展示原文
────────────────────
# 使用sktime进行单变量时间序列分类

## 准备工作

In [4]:
import sktime

In [7]:
from sktime.highlevel.tasks import TSCTask
from sktime.highlevel.strategies import TSCStrategy

from statsmodels.tsa.stattools import acf
from statsmodels.tsa.ar_model import AR

from sklearn.preprocessing import FunctionTransformer

from sklearn.ensemble import RandomForestClassifier
from sklearn.metrics import accuracy_score

import numpy as np
import pandas as pd

In [8]:
import numpy as np
import pandas as pd

## 导入数据

In [15]:
from sktime.datasets import load_gunpoint
X_train, y_train = load_gunpoint(split='TRAIN', return_X_y=True)
X_test, y_test = load_gunpoint(split='TEST', return_X_y=True)
X_train.head()

Unnamed: 0,dim_0
0,0 -0.64789 1 -0.64199 2 -0.63819 3...
1,0 -0.64443 1 -0.64540 2 -0.64706 3...
2,0 -0.77835 1 -0.77828 2 -0.77715 3...
3,0 -0.75006 1 -0.74810 2 -0.74616 3...
4,0 -0.59954 1 -0.59742 2 -0.59927 3...


In [11]:
X_train.shape

(50, 1)

In [12]:
X_test.shape

(150, 1)

In [13]:
np.unique(y_train)

array(['1', '2'], dtype='<U1')

## 低水平接口

### 时间序列的K-最近邻分类器

In [16]:
from sktime.classifiers.distance_based import KNeighborsTimeSeriesClassifier
knn = KNeighborsTimeSeriesClassifier(metric='dtw')
knn.fit(X_train, y_train)
knn.score(X_test, y_test)

0.9066666666666666

### 全模块化时间序列森林分类器

In [None]:
from sktime.transformers.compose import RowwiseTransformer
from sktime.transformers.segment import RandomIntervalSegmenter
from sktime.pipeline import Pipeline
from sktime.pipeline import FeatureUnion
from sktime.utils.time_series import time_series_slope
from sklearn.tree import DecisionTreeClassifier

from sktime.transformers.compose import ColumnTransformer
from sktime.transformers.compose import Tabulariser
from sktime.classifiers.distance_based import ProximityForest

In [17]:
steps = [
    ('segment', RandomIntervalSegmenter(n_intervals='sqrt')),
    ('transform', FeatureUnion([
        ('mean', RowwiseTransformer(FunctionTransformer(func=np.mean, validate=False))),
        ('std', RowwiseTransformer(FunctionTransformer(func=np.std, validate=False))),
        ('slope', RowwiseTransformer(FunctionTransformer(func=time_series_slope, validate=False)))
    ])),
    ('clf', DecisionTreeClassifier())
]
base_estimator = Pipeline(steps, random_state=1)

In [18]:
base_estimator.fit(X_train, y_train)
base_estimator.score(X_test, y_test)

0.8266666666666667

对于时间序列森林，我们可以简单地使用单树作为森林集合中的基估计量。

In [19]:
from sktime.classifiers.compose import TimeSeriesForestClassifier
tsf = TimeSeriesForestClassifier(base_estimator=base_estimator, n_estimators=100, criterion='entropy',
                                bootstrap=True, oob_score=True, random_state=1)
tsf.fit(X_train, y_train)

TimeSeriesForestClassifier(base_estimator=Pipeline(check_input=False,
                                                   memory=None, random_state=1,
                                                   steps=[('segment',
                                                           RandomIntervalSegmenter(min_length=2,
                                                                                   n_intervals='sqrt',
                                                                                   random_state=1)),
                                                          ('transform',
                                                           FeatureUnion(n_jobs=None,
                                                                        preserve_dataframe=True,
                                                                        transformer_list=[('mean',
                                                                                           RowwiseTransformer(transformer=Func

In [21]:
tsf.oob_score_

1.0

In [22]:
tsf.score(X_test, y_test)

0.9533333333333334
────────────────────
按原文，用 dtw 距离的K-最近邻分类器在测试集上的得分是多少？ 这些数据行来自另一个来源。

摘自某数据集的数据行
────────────────────
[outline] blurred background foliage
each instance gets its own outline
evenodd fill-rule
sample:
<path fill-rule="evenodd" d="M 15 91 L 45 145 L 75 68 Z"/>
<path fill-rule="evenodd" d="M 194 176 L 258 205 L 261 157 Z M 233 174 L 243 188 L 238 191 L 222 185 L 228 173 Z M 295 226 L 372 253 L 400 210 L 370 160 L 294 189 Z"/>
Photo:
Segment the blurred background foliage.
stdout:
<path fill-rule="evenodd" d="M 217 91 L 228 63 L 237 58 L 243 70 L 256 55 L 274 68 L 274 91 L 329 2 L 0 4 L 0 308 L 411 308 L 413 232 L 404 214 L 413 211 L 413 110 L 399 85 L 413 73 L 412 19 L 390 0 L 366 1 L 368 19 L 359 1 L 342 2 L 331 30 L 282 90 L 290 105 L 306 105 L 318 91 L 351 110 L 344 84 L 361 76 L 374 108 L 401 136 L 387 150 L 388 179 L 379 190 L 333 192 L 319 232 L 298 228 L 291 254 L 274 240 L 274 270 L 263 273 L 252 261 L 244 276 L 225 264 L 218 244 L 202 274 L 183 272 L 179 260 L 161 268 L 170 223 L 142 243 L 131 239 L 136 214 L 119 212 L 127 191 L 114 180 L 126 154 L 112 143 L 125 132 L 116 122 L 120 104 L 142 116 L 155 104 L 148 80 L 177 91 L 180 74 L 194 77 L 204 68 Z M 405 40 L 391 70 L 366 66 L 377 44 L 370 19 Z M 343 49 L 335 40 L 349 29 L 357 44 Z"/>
────────────────────
书面回答
0.9066666666666666